CHECK YOUR UNDERSTANDING
(1) Copy the stretch of the article on childbirth in Afghanistan from "She lay dazed, surrounded" through "but also relieved." word for word.
(2) In the article on childbirth in Afghanistan, which medical charity runs the hospital where Zubaida gave birth?
(3) Continue the article on childbirth in Afghanistan from where it stops.

PASSAGE SHOWN Start Marker

An estimated 40 percent of Afghan women give birth at home, but that figure increases to 80 percent in remote areas, where they go through the process often with the help of their mother-in-law or a local matriarch, but sometimes alone. [Kobra Akbari/AFP]
By AFP
Published On 27 Dec 202327 Dec 2023

Zubaida travelled from the rural outskirts of Khost in eastern Afghanistan to give birth at a maternity hospital specialising in complicated cases, fearing a fate all too common among pregnant Afghan women – either her death or that of her child.

She lay dazed, surrounded by the unfamiliar bustle of the hospital run by international medical charity Doctors Without Borders, known by its French initials MSF. She was exhausted from the delivery the day before, but also relieved.

Her still-weak newborn slept nearby in an iron crib with peeling paint, the child’s eyes lined with kohl to ward off evil.

“If I had given birth at home, there could have been complications for the baby and for me,” said Zubaida, who doesn’t know her age.

PASSAGE SHOWN End Marker
LISTED RECORDS Start Marker

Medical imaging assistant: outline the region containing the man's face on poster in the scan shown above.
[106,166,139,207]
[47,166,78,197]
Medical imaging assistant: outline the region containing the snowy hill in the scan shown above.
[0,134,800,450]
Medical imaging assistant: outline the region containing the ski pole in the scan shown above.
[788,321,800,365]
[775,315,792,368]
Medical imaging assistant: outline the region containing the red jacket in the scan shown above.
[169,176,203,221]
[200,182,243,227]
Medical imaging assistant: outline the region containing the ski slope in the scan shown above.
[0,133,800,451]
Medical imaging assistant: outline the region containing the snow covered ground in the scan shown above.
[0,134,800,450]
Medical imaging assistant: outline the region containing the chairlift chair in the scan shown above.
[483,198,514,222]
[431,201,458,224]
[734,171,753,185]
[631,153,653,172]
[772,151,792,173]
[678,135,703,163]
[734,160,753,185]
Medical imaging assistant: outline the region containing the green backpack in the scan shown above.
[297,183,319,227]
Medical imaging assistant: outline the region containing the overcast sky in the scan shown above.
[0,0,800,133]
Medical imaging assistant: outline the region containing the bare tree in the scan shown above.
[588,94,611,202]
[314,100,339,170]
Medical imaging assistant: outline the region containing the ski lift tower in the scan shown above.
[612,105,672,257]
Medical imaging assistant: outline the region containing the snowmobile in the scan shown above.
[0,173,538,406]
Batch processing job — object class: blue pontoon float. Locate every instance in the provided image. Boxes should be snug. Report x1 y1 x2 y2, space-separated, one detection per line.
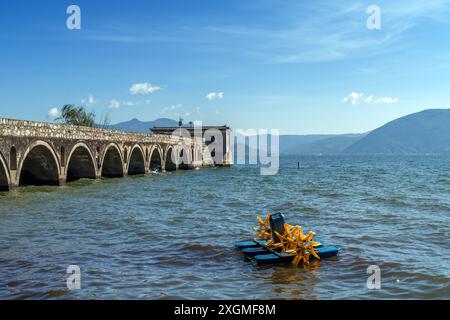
234 213 341 265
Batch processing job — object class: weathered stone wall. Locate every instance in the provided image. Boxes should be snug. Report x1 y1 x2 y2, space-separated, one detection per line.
0 118 187 144
0 118 204 189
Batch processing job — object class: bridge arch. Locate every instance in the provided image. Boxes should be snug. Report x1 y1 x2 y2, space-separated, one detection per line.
101 143 124 178
0 153 11 191
164 147 177 171
66 142 96 182
149 146 164 171
128 144 145 175
177 146 192 170
17 140 61 186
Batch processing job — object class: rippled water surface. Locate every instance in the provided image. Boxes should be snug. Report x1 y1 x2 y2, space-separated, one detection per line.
0 156 450 299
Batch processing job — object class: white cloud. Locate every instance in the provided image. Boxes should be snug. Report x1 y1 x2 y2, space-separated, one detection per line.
206 92 224 101
109 99 120 109
374 97 402 104
81 94 98 106
47 108 61 121
130 82 162 95
364 96 373 103
342 92 402 105
342 92 364 105
161 103 183 113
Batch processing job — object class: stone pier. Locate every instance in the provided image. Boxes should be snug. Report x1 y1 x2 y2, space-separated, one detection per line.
0 118 232 191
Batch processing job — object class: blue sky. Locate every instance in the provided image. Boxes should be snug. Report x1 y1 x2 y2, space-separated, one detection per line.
0 0 450 134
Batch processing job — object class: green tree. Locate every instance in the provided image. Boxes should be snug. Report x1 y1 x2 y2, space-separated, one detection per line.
56 104 95 127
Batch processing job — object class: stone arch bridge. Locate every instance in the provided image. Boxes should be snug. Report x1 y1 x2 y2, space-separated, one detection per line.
0 118 225 191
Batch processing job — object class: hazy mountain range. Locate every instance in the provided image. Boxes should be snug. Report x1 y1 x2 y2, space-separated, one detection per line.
110 109 450 155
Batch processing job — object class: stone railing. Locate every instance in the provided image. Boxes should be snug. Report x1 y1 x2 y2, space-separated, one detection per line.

LISTED RECORDS End Marker

RESPONSES BY TASK
(1)
She lay dazed, surrounded by the unfamiliar bustle of the hospital run by international medical charity Doctors Without Borders, known by its French initials MSF. She was exhausted from the delivery the day before, but also relieved.

(2) Doctors Without Borders, known by its French initials MSF.

(3)
Not all women who make it to the hospital are so lucky.

“Sometimes we receive patients who come too late to save their lives” after delivering at home, said Therese Tuyisabingere, the head of midwifery at MSF in Khost, the capital of the eastern province of Khost.

The facility delivers 20,000 babies a year, nearly half of those born in the province, and it only takes on high-risk and complicated pregnancies, many involving mothers who haven’t had any check-ups.

“This is a big challenge for us to save lives,” said Tuyisabingere.

She and the some 100 midwives at the clinic are on the front lines of a battle to reduce the maternal mortality rate in Afghanistan, where every birth carries major risks and with the odds against women mounting.

Afghanistan is among the worst countries in the world for deaths during childbirth, “with one woman dying every two hours”, said Stephane Dujarric, the spokesperson of United Nations Secretary-General Antonio Guterres, this month.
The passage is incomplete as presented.